- _SUPPLIED TEXT_
▼▼▼

6.2 The guarantee will become ineffective where our instructions for installation and operation or those of the manufacturer are not observed. The guarantee will also become ineffective where the goods are not used in accordance with their correct purpose. Attempts to tamper with or repair the goods by the Purchaser or third parties will cause the guarantee to become ineffective.
6.3 We do not guarantee that the goods supplied are suitable for the purpose intended by the Purchaser. The period of guarantee will be 6 months from the date of delivery or the period of time stated by the manufacturer.
6.4 In case of delivery to a dealer, the dealer will assume responsibility for the statutory guarantee. The Seller will replace the parts covered by the guarantee on behalf of the dealer. Supplies of goods outside the EU must be approved by the Seller in writing.
7. Reservation of title
7.1 Goods supplied remain the property of the Seller until all outstanding claims against the Purchaser have been fulfilled, even when the purchase price for certain specific claims has been paid. In the case of continuous invoicing, the goods subject to reservation of title will be regarded as security for the balance of the invoice. If liability in relation to bills of exchange is established on the part of the supplier, the reservation of title will not expire until the bill of exchange has been honoured by the Purchaser as drawee. The right of disposal will expire automatically should the Purchaser suspend payments, or legal proceedings or composition proceedings be initiated, or bankruptcy be applied for with regard to his assets. The Purchaser is not entitled to otherwise dispose of the goods subject to reservation of title, in particular to offer them as pledge or other type of security.
7.2 In case of resale of the goods, the Purchaser transfers with immediate effect his claim resulting from such resale, and all his claims against his customers with all accessory rights, to the Seller until such times as all such claims by the Seller have been fulfilled. If requested to do so by the Seller, the Purchaser must provide the Seller with all the information and documents necessary to the enforcement of the rights of the Seller against the Purchaser.
7.3 Should the value of the security existing for the Seller exceed the total claim by more than 20%, the Seller will be obliged, at the request of the Purchaser, to release securities (as determined by the Seller) to an equivalent value.

▲▲▲

- _TASK LIST_
**1)** Copy the section of the sales terms that opens with the words containing "6.2 The guarantee" and closes with "to become ineffective.".
**2)** List the numbers of all subclauses in the sales terms that carry a decimal point, such as the one on the period of guarantee.
**3)** Pick up the sales terms after the final sentence of subclause 7.3 and write the text that comes next.
The lines that follow the sales terms are separate material and are unrelated to them.

Region pointing data:
▼▼▼

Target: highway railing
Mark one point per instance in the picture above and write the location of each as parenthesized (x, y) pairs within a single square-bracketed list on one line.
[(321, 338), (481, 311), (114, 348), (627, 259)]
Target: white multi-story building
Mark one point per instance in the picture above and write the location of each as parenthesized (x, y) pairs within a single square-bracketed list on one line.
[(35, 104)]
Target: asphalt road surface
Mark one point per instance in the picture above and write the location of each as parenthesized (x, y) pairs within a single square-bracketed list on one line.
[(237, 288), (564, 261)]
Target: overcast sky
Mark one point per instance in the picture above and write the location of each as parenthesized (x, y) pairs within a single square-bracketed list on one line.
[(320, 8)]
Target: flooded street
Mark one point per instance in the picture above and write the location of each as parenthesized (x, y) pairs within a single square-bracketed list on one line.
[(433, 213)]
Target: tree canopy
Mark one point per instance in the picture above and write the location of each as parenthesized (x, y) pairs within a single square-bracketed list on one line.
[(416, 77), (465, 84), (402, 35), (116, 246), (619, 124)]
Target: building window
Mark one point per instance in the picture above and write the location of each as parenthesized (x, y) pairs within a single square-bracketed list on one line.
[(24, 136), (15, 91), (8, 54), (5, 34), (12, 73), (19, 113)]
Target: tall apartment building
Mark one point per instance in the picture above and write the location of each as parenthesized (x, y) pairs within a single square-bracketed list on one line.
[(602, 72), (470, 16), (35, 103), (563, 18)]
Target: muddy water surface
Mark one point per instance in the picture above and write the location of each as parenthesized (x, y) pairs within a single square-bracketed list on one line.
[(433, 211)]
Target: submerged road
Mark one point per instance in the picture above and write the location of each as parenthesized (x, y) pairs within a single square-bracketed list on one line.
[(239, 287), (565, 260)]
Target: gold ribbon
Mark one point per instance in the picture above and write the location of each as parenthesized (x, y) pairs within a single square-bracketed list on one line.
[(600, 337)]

▲▲▲
▼▼▼

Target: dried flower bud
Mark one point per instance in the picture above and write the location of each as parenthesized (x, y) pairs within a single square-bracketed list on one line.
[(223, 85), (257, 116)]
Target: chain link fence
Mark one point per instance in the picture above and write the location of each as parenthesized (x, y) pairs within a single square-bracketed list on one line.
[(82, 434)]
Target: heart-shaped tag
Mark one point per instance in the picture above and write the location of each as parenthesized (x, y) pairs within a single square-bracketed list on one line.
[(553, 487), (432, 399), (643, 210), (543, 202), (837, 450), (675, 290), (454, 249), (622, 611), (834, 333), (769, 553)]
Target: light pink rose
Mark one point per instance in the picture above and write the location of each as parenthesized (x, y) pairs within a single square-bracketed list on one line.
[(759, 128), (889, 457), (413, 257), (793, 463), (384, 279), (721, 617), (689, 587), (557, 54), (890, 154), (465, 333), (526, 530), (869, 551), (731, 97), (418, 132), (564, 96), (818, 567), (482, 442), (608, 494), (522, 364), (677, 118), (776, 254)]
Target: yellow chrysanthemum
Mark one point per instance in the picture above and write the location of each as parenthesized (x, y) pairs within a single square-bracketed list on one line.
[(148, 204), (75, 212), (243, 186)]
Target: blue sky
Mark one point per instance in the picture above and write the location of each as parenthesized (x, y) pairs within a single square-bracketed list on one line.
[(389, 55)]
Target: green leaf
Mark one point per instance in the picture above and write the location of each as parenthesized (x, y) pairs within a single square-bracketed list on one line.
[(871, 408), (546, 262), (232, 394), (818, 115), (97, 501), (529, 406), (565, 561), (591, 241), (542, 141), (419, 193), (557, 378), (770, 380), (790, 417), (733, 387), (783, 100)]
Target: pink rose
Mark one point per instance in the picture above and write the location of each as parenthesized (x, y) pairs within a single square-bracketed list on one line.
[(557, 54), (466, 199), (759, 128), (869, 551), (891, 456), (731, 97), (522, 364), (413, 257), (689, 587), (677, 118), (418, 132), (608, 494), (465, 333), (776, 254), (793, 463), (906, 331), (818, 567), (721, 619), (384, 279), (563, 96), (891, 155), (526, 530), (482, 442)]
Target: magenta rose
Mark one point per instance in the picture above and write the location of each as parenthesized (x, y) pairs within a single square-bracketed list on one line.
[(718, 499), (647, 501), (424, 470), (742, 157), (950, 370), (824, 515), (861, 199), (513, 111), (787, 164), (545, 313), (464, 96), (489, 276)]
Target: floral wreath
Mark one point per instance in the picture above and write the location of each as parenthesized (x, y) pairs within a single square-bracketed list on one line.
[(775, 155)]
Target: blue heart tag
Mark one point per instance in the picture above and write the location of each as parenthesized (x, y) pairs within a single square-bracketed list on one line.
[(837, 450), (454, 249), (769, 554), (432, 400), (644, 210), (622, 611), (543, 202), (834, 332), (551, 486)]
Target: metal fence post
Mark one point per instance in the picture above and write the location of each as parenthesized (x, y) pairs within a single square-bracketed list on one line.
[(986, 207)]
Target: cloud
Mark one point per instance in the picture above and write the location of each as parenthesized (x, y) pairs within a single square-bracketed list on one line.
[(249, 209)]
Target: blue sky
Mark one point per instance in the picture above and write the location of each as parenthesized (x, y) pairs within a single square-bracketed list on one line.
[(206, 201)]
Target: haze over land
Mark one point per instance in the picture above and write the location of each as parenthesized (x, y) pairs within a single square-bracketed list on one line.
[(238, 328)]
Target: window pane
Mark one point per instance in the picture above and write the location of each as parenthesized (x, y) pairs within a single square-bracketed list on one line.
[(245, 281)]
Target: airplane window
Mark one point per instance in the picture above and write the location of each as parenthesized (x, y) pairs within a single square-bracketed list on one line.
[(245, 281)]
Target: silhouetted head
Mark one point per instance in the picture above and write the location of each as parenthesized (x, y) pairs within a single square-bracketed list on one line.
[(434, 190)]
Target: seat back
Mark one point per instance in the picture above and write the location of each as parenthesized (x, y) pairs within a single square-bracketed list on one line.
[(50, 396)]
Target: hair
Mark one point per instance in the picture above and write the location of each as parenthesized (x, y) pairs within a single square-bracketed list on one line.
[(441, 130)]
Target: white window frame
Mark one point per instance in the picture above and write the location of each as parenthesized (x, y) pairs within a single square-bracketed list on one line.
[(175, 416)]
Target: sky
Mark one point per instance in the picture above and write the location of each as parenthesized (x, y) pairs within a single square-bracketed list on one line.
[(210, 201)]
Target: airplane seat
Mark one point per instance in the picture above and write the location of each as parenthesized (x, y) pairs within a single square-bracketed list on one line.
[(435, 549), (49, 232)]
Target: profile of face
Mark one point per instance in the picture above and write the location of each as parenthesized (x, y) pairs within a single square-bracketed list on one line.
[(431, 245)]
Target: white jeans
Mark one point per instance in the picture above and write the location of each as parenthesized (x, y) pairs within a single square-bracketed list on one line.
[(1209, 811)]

▲▲▲

- _ACTIVITY ANSWERS_
**1)**
6.2 The guarantee will become ineffective where our instructions for installation and operation or those of the manufacturer are not observed. The guarantee will also become ineffective where the goods are not used in accordance with their correct purpose. Attempts to tamper with or repair the goods by the Purchaser or third parties will cause the guarantee to become ineffective.

**2)** 6.2, 6.3, 6.4, 7.1, 7.2, 7.3

**3)**
7.4 Seizure of confiscation by third parties of goods subject to reservation of title must be notified to the Seller immediately. The costs of any intervention on the part of the Seller will be charged to the Purchaser unless borne by any other third party.
7.5 Should the Seller, in accordance with the above provisions, exercise his right to reclaim goods subject to reservation of title, the Seller will be entitled to sell or auction such goods without restriction.
8. Transfer of rights
The Purchaser is prohibited from transferring his rights under this contract to third parties.
9. Place of fulfilment
9.1 For all supplies and services, the legal domicile for both parties will be Wetzlar.
9.2 The place of fulfilment for our supplies and acceptance obligations will be Solms.
10. General limitation of liability
In all cases other than those given above, in which the Seller is contractually or legally obliged to pay compensation (including illegal action), he will be liable only to the extent that gross negligence or criminal intent can be proven against the Seller or his employees. In cases of exercise or treatment of unhealthy persons, we, as Seller, urgently require that such persons undergo medical or specialist examination beforehand.
11. Applicable law
The law of the Federal Republic of Germany will apply. The application of the UN Convention on the International Sale of Goods as published in Bundesgesetzblatt 1989, teil 1, S. 588 is hereby excluded.
12. Safeguarding clause
Should any provision or provisions of these Conditions be ineffective or invalid, the validity or effectiveness of the remaining provisions will not be affected hereby.